◆ **GIVEN PROBLEM**
In the FlexiLayout Studio text, copy everything from "Hello. Today I’d" down to "time to do so." without changing a word.

ABBYY FlexiCapture 12 Video – Creating Alternative Layouts

Watch our video in order to learn how to create an alternative layout in FlexiLayout Studio in the ABBYY FlexiCapture intelligent capture system.

Hello. Today I’d like to show you how we can use ABBYY FlexiLayout Studio to create an Alternate FlexiLayout or what we sometimes refer to as an Alternative FlexiLayout. And the reason why we would have an alternate is because we want to extract the same information from a variety of different forms, but the look and the feel and the structure of those forms are drastically different. And in this case we would want to tell the software that we’re going to use alternates and we’ll direct the software, how to figure out which alternative to use. The first thing I’m going to show you is what the documents look like. I have two transcripts and one is just from a generic like a homeschool document and the other one is from a document from Doe High School and I’ve already created the first one for us so that we don’t have to worry about this and waste video time to do so.

But this is the typical structure where you would add your search elements, define the header so that we can figure out which form this is and process those accordingly. Now I’m just going to add an alternate tier by right clicking at the very top of the tree and go in to add FlexiLayout Alternative. When I do that I will get a new set of search elements and you can see here I now have brand new search elements. And at this point I may want to rename these so that I can tell later on downstream which alternate is selected by the software. In this case, our typical document processing and FlexiLayout design happens just the same, so we will define a header and the header is very crucial because this is going to tell us how we locate this document and what makes it stand apart differently than the other ones.

And then of course we can have a footer. I disabled it in this case, but we can reference other footers. Now for ease of this video, I’m not going to describe how we would go and process the results accordingly, but you can see, I’m trying to find a student name and a GPA and just like any other FlexiLayout, we can add logic to go find that information using labeled fields and relations and all those cool little features that we have within the FlexiLayout Studio. But for today’s demo, I’m not going to do this. I’m just going to create the placeholders. So I’m just going to say this would be our student name and then of course we would provide logic and how to extract that in your forms and maybe I’m just going to select a different one for GPA. So now that we have the information being extracted and of course you can test and tune your documents, we would create a block. When we create a block, we will add the type of block, for example, student name, and this is where it actually becomes pretty important. We want to tell the software for this layout. So when you go to the Homeschool layout, I want you to reference the Homeschool student name and then you want to select alternative layouts and make sure you set the source element as well. And the software will automatically, of course with intelligence go to the proper FlexiLayout search element for us here.

So now I can see in the Doe Alternate FlexiLayout, I want to get it from this source and in the Homeschool I want to get it from this source and just to keep it very basic, we’ll do another one. This is going to be our GPA.

◆ **INFORMATION SUPPLIED**

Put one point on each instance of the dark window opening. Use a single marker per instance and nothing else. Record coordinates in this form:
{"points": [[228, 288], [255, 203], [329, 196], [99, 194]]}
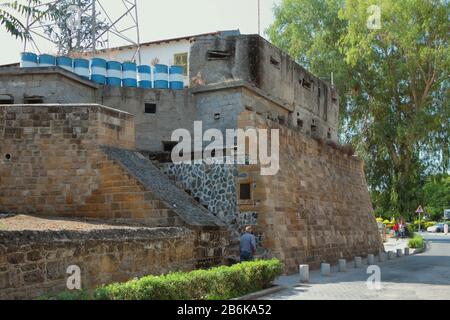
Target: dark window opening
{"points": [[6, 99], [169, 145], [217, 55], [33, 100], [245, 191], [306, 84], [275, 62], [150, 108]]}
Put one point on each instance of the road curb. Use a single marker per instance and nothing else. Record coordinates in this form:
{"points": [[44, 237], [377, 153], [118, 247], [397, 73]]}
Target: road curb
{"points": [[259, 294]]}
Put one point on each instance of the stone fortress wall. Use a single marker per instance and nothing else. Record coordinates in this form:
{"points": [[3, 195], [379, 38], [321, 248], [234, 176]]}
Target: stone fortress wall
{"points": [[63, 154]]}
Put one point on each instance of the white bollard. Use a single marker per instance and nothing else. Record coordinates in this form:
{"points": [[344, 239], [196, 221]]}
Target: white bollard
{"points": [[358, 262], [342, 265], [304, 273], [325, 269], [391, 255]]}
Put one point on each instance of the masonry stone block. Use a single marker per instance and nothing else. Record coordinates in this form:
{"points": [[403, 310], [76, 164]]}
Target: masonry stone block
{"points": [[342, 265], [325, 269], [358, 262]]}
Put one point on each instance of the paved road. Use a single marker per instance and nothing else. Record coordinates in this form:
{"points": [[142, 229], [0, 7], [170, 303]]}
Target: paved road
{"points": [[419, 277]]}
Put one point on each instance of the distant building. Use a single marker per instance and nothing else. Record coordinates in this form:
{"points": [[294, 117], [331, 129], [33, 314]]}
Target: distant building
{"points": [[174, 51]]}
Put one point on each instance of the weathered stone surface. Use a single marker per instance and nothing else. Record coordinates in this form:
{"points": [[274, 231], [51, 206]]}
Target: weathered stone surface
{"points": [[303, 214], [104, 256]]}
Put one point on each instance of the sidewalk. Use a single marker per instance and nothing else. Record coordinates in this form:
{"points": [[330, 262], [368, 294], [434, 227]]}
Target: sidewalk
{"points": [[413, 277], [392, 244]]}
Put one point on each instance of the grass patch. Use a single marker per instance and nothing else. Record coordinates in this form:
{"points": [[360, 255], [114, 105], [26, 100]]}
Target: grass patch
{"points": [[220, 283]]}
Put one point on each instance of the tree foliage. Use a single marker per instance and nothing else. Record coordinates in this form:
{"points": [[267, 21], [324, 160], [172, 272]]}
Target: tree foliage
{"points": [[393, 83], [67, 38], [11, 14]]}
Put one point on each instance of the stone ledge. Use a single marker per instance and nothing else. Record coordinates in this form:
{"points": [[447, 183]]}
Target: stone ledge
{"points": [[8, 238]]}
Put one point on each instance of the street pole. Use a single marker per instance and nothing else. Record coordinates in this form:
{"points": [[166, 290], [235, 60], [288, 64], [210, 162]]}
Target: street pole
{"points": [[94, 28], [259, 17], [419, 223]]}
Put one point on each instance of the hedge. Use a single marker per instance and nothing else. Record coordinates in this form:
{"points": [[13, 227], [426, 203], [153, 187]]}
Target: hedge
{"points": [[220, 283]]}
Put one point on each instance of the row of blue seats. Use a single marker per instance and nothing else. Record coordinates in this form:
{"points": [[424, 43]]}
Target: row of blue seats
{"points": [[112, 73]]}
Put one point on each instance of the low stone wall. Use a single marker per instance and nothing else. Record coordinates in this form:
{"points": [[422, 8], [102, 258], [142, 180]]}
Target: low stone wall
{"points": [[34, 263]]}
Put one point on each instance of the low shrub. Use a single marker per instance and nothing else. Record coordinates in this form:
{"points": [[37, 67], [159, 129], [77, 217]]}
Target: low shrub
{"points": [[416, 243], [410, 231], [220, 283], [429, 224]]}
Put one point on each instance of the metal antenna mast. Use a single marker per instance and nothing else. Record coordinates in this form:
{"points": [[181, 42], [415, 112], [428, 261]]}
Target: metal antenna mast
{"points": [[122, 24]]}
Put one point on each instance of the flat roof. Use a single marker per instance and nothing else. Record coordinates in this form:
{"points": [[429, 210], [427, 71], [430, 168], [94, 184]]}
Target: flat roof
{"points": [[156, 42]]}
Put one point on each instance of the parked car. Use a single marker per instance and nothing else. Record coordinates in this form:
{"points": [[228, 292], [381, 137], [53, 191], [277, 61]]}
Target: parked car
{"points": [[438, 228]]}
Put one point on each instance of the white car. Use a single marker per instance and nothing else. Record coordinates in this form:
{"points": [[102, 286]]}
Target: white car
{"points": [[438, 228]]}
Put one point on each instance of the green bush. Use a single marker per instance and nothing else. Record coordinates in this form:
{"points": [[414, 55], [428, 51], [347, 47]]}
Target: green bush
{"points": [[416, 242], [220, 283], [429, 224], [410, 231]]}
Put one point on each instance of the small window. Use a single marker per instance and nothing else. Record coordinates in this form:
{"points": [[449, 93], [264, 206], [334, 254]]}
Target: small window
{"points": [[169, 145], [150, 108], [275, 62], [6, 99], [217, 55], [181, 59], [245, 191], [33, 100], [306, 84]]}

◆ **FINISHED TASK**
Hello. Today I’d like to show you how we can use ABBYY FlexiLayout Studio to create an Alternate FlexiLayout or what we sometimes refer to as an Alternative FlexiLayout. And the reason why we would have an alternate is because we want to extract the same information from a variety of different forms, but the look and the feel and the structure of those forms are drastically different. And in this case we would want to tell the software that we’re going to use alternates and we’ll direct the software, how to figure out which alternative to use. The first thing I’m going to show you is what the documents look like. I have two transcripts and one is just from a generic like a homeschool document and the other one is from a document from Doe High School and I’ve already created the first one for us so that we don’t have to worry about this and waste video time to do so.